■ **Prompt**
Copy out every one of the entries below word for word, without changing anything.

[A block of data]

[Begin]

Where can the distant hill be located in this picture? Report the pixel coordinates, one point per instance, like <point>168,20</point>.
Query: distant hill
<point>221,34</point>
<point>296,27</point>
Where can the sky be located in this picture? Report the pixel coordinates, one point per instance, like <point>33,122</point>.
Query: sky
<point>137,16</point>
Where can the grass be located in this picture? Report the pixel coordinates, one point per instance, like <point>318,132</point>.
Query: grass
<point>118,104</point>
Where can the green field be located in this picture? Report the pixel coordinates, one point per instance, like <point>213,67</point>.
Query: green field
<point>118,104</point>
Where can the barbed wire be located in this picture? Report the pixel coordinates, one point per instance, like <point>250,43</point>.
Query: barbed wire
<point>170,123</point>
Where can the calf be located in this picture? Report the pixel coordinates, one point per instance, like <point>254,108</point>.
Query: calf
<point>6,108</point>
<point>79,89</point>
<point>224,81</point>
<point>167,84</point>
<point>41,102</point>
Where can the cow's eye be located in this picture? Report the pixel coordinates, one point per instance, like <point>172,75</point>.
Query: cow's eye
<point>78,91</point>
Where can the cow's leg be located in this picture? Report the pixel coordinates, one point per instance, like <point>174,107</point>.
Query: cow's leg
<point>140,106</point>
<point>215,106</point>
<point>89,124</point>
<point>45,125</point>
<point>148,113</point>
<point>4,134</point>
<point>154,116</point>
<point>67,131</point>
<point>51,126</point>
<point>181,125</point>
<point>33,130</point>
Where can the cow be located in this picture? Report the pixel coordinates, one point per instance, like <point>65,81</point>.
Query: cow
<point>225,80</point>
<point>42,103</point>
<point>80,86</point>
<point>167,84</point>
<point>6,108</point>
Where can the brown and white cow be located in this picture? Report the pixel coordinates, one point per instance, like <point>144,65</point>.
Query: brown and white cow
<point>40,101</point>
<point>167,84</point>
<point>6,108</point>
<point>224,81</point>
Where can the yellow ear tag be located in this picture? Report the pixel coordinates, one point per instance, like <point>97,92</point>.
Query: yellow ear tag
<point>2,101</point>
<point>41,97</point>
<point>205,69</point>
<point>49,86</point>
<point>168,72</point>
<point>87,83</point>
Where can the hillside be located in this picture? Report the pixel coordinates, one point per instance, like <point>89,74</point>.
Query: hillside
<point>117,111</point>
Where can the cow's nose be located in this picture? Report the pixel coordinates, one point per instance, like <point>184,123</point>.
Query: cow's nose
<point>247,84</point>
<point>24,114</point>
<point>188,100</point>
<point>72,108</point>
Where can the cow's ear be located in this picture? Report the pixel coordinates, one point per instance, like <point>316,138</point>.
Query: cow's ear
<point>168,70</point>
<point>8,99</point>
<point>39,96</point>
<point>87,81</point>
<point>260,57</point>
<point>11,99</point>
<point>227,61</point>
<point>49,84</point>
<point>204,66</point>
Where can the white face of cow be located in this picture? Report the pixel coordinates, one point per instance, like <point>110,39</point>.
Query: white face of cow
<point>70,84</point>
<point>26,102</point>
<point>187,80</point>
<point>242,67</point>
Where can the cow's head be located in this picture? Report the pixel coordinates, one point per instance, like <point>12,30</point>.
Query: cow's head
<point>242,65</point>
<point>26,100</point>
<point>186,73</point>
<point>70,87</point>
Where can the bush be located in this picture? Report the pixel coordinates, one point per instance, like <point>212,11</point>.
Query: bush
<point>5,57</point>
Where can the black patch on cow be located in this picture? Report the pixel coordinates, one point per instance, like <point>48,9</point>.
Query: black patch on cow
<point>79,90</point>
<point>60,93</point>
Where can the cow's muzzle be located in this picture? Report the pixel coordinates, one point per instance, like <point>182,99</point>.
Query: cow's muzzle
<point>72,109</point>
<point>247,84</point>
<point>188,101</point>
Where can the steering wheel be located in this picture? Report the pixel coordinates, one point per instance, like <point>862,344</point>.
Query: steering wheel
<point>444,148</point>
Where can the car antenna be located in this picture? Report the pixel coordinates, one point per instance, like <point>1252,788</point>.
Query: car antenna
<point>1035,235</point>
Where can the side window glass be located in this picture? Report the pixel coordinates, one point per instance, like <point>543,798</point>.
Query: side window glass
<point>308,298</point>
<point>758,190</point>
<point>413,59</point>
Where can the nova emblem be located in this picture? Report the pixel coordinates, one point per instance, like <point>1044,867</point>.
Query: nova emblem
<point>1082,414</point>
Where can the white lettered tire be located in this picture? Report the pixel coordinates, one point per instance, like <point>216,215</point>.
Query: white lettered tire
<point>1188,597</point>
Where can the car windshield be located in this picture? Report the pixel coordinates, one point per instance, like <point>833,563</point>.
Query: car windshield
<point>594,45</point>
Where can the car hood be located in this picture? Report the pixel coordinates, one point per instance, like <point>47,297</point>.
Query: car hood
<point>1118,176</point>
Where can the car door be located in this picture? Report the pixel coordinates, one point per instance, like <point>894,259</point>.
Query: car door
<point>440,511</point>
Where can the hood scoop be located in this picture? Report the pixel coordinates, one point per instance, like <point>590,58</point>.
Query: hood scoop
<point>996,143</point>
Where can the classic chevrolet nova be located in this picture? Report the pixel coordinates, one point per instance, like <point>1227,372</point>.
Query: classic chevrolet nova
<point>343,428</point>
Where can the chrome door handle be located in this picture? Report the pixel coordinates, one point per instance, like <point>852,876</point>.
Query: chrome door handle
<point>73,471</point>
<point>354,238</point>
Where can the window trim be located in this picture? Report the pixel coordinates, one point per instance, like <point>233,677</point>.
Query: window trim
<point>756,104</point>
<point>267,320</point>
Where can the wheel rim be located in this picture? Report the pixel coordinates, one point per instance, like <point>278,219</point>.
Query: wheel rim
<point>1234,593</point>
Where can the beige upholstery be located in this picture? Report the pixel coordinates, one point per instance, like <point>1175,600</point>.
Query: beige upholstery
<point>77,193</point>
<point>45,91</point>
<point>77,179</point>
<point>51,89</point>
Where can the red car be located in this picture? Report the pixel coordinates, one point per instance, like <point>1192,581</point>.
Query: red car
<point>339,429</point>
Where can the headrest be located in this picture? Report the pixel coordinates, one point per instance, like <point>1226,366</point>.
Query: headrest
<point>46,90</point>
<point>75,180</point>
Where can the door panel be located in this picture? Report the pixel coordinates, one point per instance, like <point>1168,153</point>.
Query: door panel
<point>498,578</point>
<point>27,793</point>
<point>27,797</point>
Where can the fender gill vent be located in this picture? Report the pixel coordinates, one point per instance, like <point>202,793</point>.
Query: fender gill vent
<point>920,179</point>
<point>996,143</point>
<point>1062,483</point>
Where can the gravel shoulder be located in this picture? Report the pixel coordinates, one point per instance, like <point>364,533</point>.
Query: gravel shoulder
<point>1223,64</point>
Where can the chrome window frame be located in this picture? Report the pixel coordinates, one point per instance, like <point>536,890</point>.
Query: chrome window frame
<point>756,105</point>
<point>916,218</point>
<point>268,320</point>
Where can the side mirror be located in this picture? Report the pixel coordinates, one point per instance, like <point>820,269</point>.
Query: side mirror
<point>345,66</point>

[End]

■ **Final result**
Where can the distant hill be located in this picture? Report the pixel coordinates, one point per instance, like <point>168,20</point>.
Query: distant hill
<point>221,34</point>
<point>296,27</point>
Where can the sky be located in this picture? Report the pixel coordinates, one point per instance, like <point>33,122</point>.
Query: sky
<point>137,16</point>
Where can the grass be located in this picture? Report the pixel coordinates, one point per instance, like <point>318,132</point>.
Query: grass
<point>118,104</point>
Where can the green field be located in this picture? Report the pixel coordinates, one point per instance, like <point>213,67</point>.
Query: green field
<point>118,104</point>
Where can the barbed wire be located in this picture? Report the pixel coordinates, one point per instance, like <point>250,43</point>.
Query: barbed wire
<point>170,123</point>
Where can the calf be located in this picture? Report the pixel coordinates, one point per instance, like <point>254,108</point>.
Query: calf
<point>6,108</point>
<point>79,89</point>
<point>224,81</point>
<point>167,84</point>
<point>41,102</point>
Where can the cow's eye be located in this picture? Report the pixel coordinates, one point per instance, like <point>172,75</point>.
Query: cow's eye
<point>78,91</point>
Where can the cow's leg be located in this picture? Report the pixel coordinates, one point per instance, like <point>174,107</point>.
Query: cow's leg
<point>140,106</point>
<point>215,106</point>
<point>89,124</point>
<point>45,125</point>
<point>148,113</point>
<point>4,134</point>
<point>154,116</point>
<point>67,131</point>
<point>51,126</point>
<point>181,125</point>
<point>33,130</point>
Where can the cow be located in this picture? Report the pixel coordinates, one point per instance, like <point>65,81</point>.
Query: cow
<point>225,80</point>
<point>42,103</point>
<point>80,86</point>
<point>167,84</point>
<point>6,108</point>
Where can the brown and white cow be located in this picture? Report the pixel coordinates, one point per instance, like <point>144,65</point>.
Query: brown and white cow
<point>40,101</point>
<point>167,84</point>
<point>6,108</point>
<point>224,81</point>
Where can the yellow ear tag be located in this picture? Report the pixel coordinates, one point per instance, like <point>97,92</point>.
Query: yellow ear tag
<point>2,101</point>
<point>41,97</point>
<point>205,69</point>
<point>49,86</point>
<point>168,72</point>
<point>87,83</point>
Where can the hillside be located in this picture? Report the pixel coordinates, one point per instance, like <point>89,74</point>.
Query: hillside
<point>117,111</point>
Where can the cow's nose be located in this picture? Report the pixel coordinates, one point per instance, like <point>184,123</point>.
Query: cow's nose
<point>247,84</point>
<point>24,114</point>
<point>188,100</point>
<point>72,108</point>
Where can the cow's ear be located in this picture? Report the pixel coordinates, one point per instance, like <point>316,138</point>.
Query: cow's ear
<point>168,70</point>
<point>8,99</point>
<point>39,96</point>
<point>87,81</point>
<point>260,57</point>
<point>11,99</point>
<point>227,61</point>
<point>49,84</point>
<point>204,66</point>
Where can the white face of cow be located in this picture? Report the pixel coordinates, one point per instance, like <point>110,39</point>.
Query: white face of cow
<point>70,84</point>
<point>26,102</point>
<point>187,80</point>
<point>242,67</point>
Where can the cow's head be located in this picture? Report the pixel coordinates, one point per instance, like <point>12,30</point>.
Query: cow's head
<point>242,65</point>
<point>26,100</point>
<point>186,73</point>
<point>70,87</point>
Where can the bush be located in this picture? Report the pixel coordinates, one point per instance, like <point>212,11</point>.
Query: bush
<point>5,57</point>
Where can the black patch on cow be located in this picture? Report the pixel coordinates, one point per instance, like <point>48,9</point>.
Query: black patch on cow
<point>79,90</point>
<point>60,93</point>
Where can the cow's muzzle be located in this picture? Report the pixel coordinates, one point per instance, like <point>182,99</point>.
Query: cow's muzzle
<point>72,109</point>
<point>247,84</point>
<point>188,101</point>
Where can the steering wheel be located in this picture? Report the pixel coordinates, one point per instance, like <point>862,344</point>.
Query: steering wheel
<point>444,148</point>
Where can the car antenna be located in this picture? Report the pixel coordinates, one point per instance, like <point>1252,788</point>.
Query: car antenna
<point>1035,235</point>
Where can the side window glass be located in this picture? Report the pixel coordinates, one point per instance, like <point>543,798</point>.
Query: side window glass
<point>308,298</point>
<point>758,190</point>
<point>413,59</point>
Where can the nova emblem be located in this picture? Report the pixel coordinates, one point per instance, like <point>1044,867</point>.
Query: nova emblem
<point>1082,414</point>
Where can the white lettered tire be located in this picture? Report the pixel coordinates, one point per instance, like <point>216,215</point>.
Query: white lettered tire
<point>1188,597</point>
Where can the car windshield be located in this picture? Report the pixel coordinates, one point per instance, like <point>833,563</point>.
Query: car windshield
<point>594,45</point>
Where can the car hood be located in this picture? Report the pixel coordinates, one point per instance, like <point>47,297</point>.
Query: car hood
<point>1118,176</point>
Where can the car door be located in this picture? Report the pixel coordinates, one point per instance, like <point>894,259</point>.
Query: car door
<point>440,511</point>
Where can the hood scoop be located in this picture? Report the pixel coordinates, one point per instance, like <point>590,58</point>.
Query: hood scoop
<point>996,143</point>
Where can the classic chevrolet nova be located in this picture? Report the pixel coordinates, one point per instance, like <point>1227,372</point>.
Query: classic chevrolet nova
<point>343,428</point>
Where can the chrome door handle be located in this picture? Report the pixel coordinates, one point per instance, like <point>852,876</point>.
Query: chrome door handle
<point>73,471</point>
<point>354,238</point>
Where can the window trim be located in this picture? Report the pixel coordinates, one point per instance, like <point>233,677</point>.
Query: window trim
<point>756,104</point>
<point>267,320</point>
Where can the wheel rim be located in this picture? Report the pixel coordinates, one point per instance, like <point>278,219</point>.
Query: wheel rim
<point>1234,593</point>
Where can the beige upholstery be located in this picture? Report the pixel coordinates, one point per instance, like <point>1175,600</point>.
Query: beige upholstery
<point>77,193</point>
<point>45,91</point>
<point>77,179</point>
<point>51,89</point>
Where can the red car be located in this picture? Report the pixel coordinates, one point per instance, like <point>1192,581</point>.
Query: red car
<point>339,429</point>
Where can the headrest be located in this picture? Report the pixel coordinates, one point per instance, like <point>1226,366</point>.
Query: headrest
<point>46,90</point>
<point>75,180</point>
Where can the door panel be located in this picture? Report the pixel coordinates, one point per instance, like <point>1168,153</point>.
Query: door panel
<point>498,578</point>
<point>27,793</point>
<point>27,797</point>
Where can the fender gill vent be located in this picture? Report the pixel coordinates, one point per instance, like <point>202,793</point>.
Query: fender gill vent
<point>920,179</point>
<point>996,143</point>
<point>1062,483</point>
Where can the gravel shoulder be located in this picture? Report the pixel coordinates, one point per instance, like <point>364,533</point>.
Query: gravel shoulder
<point>1223,64</point>
Where can the chrome window frame be located in this picture? Report the pixel coordinates, one point per instance, like <point>536,890</point>.
Query: chrome window frame
<point>756,105</point>
<point>916,218</point>
<point>268,320</point>
Where can the side mirror be located in this picture? Report the pixel coordinates, one point per instance, like <point>820,269</point>.
Query: side mirror
<point>345,66</point>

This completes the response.